Problem 1: Copy the passage on inequality word for word, starting with "He wondered how" and going on through "money for that.".
Problem 2: In the passage on inequality, what did he suggest investing in as a possible option?

Passage for review:
He replied firmly, “No, I think the biggest problem is inequality: the disparity in money and wealth, education. It’s just tremendous.” And then he looped back to the media and painted their role even more starkly. “But you know, I don’t think the media helps when it comes to explaining that and discussing it. It’s so slanted that white people are cast as capitalists and racist.” He sounded like he felt personally unfairly maligned, but even more pained by the country being seen as prejudiced or unjust.
He wondered how to address problems that go back as far as slavery and acknowledged they would take a lot of money to begin to remedy. He said he would be in favor of investing money to decrease the disparity in our country, even though he recognized many conservatives don’t believe that is an appropriate role for government. For him, the issue wasn’t whether we should do something to relieve inequities, but how to accomplish that, and how to get the money to do so. He was very hesitant about where the funds would come from or what we should invest in to make the necessary changes. He suggested investing in early childhood education as a possible option, but worried that the government couldn’t find the money for that.
I asked whether we could consider reprioritizing some of the military’s budget towards domestic social programs that could help lift people out of poverty and improve living conditions for people of color. It seemed to me that he was saying that a major factor in our global reputation, and therefore our security, was the gaping racialized divide in wealth and all other metrics of success in US society, so I imagined he would have ideas about how we might reorient our budget priorities to overcome that.

Data extract:
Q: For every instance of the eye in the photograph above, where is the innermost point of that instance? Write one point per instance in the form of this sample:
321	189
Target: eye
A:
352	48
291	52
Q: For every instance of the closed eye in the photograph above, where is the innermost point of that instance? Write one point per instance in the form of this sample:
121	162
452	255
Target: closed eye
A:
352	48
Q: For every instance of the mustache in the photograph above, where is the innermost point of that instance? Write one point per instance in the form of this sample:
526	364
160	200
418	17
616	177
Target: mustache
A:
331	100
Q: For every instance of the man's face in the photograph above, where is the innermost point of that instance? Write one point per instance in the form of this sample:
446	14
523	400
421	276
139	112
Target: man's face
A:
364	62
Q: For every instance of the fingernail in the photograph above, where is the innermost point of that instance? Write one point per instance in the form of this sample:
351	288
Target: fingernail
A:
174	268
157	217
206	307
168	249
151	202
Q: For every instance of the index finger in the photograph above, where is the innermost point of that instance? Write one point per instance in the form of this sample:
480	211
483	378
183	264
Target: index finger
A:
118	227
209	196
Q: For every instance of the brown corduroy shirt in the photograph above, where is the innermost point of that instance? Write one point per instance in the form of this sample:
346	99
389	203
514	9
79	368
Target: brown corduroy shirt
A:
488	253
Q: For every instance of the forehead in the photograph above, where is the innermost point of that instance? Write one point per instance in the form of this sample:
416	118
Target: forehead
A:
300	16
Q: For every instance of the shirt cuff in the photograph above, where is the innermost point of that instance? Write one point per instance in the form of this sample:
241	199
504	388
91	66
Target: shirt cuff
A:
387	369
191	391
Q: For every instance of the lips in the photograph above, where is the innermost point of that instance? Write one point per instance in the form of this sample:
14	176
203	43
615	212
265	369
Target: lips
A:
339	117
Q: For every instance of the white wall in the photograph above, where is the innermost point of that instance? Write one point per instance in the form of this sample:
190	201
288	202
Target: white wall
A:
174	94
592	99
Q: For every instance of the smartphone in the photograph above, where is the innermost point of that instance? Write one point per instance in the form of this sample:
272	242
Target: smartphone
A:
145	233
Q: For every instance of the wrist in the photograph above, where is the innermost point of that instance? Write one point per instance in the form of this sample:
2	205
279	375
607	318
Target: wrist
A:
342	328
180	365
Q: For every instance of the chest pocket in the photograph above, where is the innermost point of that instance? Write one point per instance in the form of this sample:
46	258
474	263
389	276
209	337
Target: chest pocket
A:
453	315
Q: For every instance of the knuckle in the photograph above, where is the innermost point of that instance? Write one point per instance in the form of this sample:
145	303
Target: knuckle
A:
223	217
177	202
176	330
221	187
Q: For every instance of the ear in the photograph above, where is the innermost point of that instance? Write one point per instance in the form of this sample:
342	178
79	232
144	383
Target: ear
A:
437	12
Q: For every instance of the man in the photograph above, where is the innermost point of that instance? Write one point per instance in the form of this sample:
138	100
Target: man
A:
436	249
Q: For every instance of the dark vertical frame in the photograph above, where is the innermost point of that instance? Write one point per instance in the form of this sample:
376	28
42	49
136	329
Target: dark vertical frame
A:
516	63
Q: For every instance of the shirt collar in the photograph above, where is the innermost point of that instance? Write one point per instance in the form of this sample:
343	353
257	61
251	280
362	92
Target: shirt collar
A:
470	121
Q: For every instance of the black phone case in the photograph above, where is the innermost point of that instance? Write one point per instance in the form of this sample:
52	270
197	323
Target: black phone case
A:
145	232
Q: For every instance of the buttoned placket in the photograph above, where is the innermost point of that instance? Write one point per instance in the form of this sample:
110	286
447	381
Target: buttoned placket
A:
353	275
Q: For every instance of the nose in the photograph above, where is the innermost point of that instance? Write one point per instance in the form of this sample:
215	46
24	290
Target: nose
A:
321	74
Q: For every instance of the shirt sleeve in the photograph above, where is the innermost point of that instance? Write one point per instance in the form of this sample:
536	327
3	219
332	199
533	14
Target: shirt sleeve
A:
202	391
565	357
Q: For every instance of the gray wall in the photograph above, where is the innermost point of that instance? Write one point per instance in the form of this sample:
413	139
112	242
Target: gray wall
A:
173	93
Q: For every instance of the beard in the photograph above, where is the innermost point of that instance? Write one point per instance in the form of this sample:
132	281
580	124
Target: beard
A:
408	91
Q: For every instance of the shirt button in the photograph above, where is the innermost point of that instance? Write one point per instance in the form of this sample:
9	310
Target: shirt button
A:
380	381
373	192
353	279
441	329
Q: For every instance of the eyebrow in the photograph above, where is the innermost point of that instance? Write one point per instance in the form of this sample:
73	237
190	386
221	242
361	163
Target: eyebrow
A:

Answer area 1:
He wondered how to address problems that go back as far as slavery and acknowledged they would take a lot of money to begin to remedy. He said he would be in favor of investing money to decrease the disparity in our country, even though he recognized many conservatives don’t believe that is an appropriate role for government. For him, the issue wasn’t whether we should do something to relieve inequities, but how to accomplish that, and how to get the money to do so. He was very hesitant about where the funds would come from or what we should invest in to make the necessary changes. He suggested investing in early childhood education as a possible option, but worried that the government couldn’t find the money for that.

Answer area 2: Early childhood education.